Work required:
Output the records below in full, word for word; pictures do not belong in it.

Natural language region descriptions
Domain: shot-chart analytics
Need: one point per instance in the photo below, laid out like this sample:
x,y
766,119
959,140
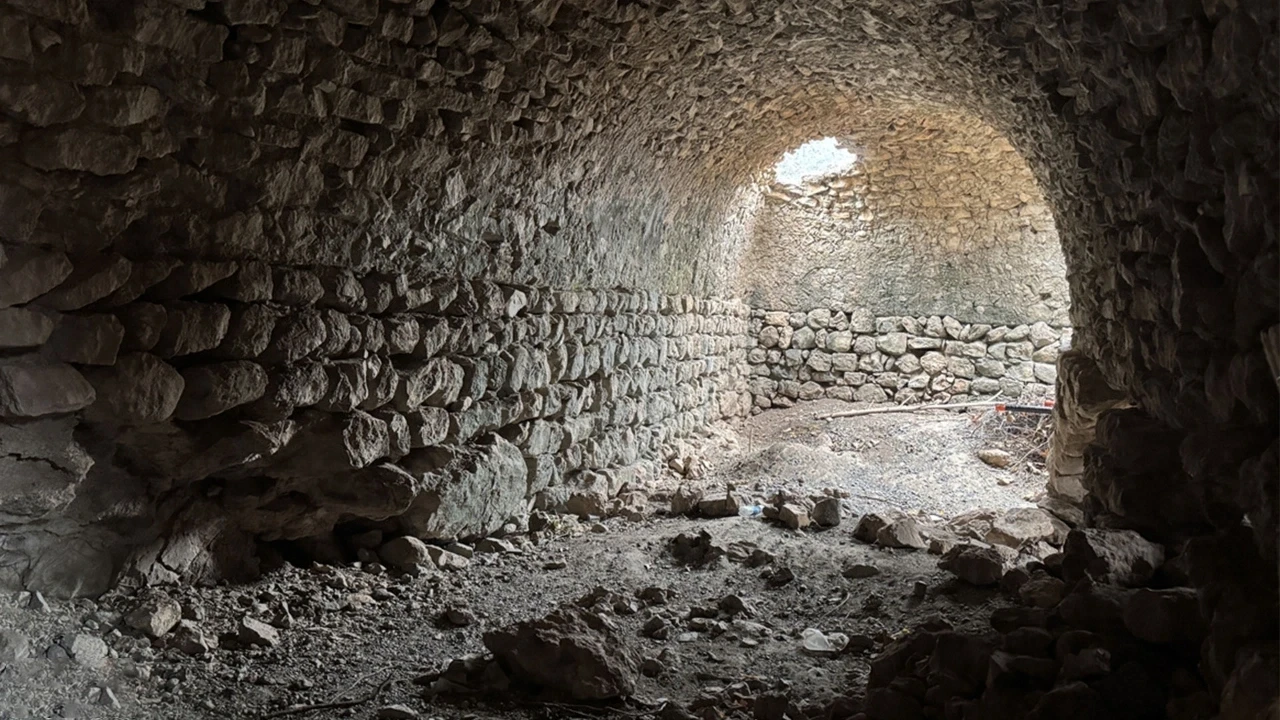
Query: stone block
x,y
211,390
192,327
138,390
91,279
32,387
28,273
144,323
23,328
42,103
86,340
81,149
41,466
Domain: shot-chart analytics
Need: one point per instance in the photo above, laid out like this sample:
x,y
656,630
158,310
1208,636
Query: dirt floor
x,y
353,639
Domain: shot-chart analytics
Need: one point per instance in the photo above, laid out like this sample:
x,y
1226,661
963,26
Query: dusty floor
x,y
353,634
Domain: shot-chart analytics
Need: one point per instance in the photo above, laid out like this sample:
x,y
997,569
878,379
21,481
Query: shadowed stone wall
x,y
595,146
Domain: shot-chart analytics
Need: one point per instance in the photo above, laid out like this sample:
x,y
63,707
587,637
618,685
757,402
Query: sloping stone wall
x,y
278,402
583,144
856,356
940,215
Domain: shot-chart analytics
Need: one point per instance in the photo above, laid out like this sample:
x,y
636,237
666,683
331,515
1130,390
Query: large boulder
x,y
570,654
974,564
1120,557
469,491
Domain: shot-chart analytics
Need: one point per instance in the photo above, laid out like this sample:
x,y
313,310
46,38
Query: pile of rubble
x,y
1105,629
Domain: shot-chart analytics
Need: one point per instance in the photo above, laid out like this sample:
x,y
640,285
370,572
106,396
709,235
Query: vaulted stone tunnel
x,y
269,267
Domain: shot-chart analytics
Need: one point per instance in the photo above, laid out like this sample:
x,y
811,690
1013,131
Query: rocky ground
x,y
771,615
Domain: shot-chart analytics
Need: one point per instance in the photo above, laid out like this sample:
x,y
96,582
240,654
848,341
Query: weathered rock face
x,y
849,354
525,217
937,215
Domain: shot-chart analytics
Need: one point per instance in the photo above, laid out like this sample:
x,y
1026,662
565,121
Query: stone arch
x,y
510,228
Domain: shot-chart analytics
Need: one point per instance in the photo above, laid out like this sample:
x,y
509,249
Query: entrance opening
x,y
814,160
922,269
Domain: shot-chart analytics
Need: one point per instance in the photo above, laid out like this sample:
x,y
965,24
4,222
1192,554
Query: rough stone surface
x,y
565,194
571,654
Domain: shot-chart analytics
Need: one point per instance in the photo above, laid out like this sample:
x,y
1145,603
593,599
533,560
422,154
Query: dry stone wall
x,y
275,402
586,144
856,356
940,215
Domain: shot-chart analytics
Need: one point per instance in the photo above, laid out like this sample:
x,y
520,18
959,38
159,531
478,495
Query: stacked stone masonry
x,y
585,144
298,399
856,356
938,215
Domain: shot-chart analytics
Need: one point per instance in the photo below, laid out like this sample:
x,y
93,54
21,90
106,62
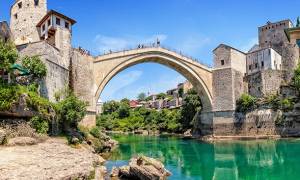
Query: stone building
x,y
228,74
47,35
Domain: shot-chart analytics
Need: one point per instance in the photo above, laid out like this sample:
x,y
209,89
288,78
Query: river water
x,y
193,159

Output:
Domain: shot-chart analytics
Need: one point per instance in the photo below, laid out like this sample:
x,y
766,119
959,140
Query: stone block
x,y
211,390
192,327
138,390
91,279
32,387
28,273
144,323
23,328
42,103
86,340
81,149
41,466
Domain: shot-chart analytics
Need: one point per instance in the photo above, laid out like this sample:
x,y
656,630
158,310
1208,636
Query: dirt floor
x,y
353,639
Domain: shot-chart analytics
Need: one point per instance in the photo above, laid out like this sample:
x,y
1226,661
963,26
Query: dusty floor
x,y
353,634
Domain: shot-chart analytics
Need: one point per instance in the photo above, laid out like this sample:
x,y
997,569
878,379
21,481
Query: shadowed stone wall
x,y
595,146
Domain: shot-chart analytics
Need: one point per instance in the photo above, laid out like this sample:
x,y
63,707
587,637
618,685
757,402
Query: sloping stone wall
x,y
278,402
583,144
856,356
940,215
Domain: shot-chart analytics
Need: one point per instance in the photo above, laid out like this sample:
x,y
636,237
666,683
331,515
1130,390
Query: large boulder
x,y
570,654
974,564
1120,557
469,491
Domain: shot-chart analytics
Need: one point per instance in the photo above, laid out like this sample:
x,y
313,310
46,38
Query: pile of rubble
x,y
1105,629
Domain: shot-chart analytics
Need: one point per instance in the photo above, laid out like this sample:
x,y
640,285
370,572
106,396
709,235
Query: vaulted stone tunnel
x,y
269,267
Domain: shot-chart analytics
Need: one point per instance in the photo above, laid out like this sample:
x,y
811,690
1013,131
Query: rocky ground
x,y
771,615
Domain: shot-chart analytics
Need: one point per instance in the photo above, laid out like this sample:
x,y
96,582
240,654
848,341
Query: weathered rock face
x,y
849,354
525,217
937,215
Domain: shot-chart analytics
Need: one point per instance in the photo above, laid out like this sample:
x,y
1026,662
565,121
Query: stone arch
x,y
510,228
Domain: shot-chart analytics
Need: one point per instance in the photo above, laid out like this sample:
x,y
509,249
Query: entrance opening
x,y
814,160
922,269
Domain: shot-chart analytics
Need: one point per instance in the photo above, laid out like this sample:
x,y
965,24
4,222
1192,554
Query: rough stone surface
x,y
565,194
571,654
Domain: shot-chart analytics
Need: one point per instance in the photo above, laid out like this sample:
x,y
1145,603
593,599
533,560
422,154
Query: dry stone wall
x,y
275,402
586,144
856,356
940,215
Domain: shot-chart analytics
Need: one point per instance in the photo above, laid out like this sample:
x,y
520,18
959,38
159,531
478,495
Query: stacked stone masonry
x,y
585,144
298,399
856,356
938,215
Domain: shot-chart analytics
Need: one point per instance in the photo below, laid out like this sample:
x,y
93,54
21,90
106,62
Query: stone building
x,y
228,74
47,35
Domain: shot-chart analytics
Need: one point per instance in the photo above, laid out like this sample:
x,y
209,89
288,78
Query: river water
x,y
193,159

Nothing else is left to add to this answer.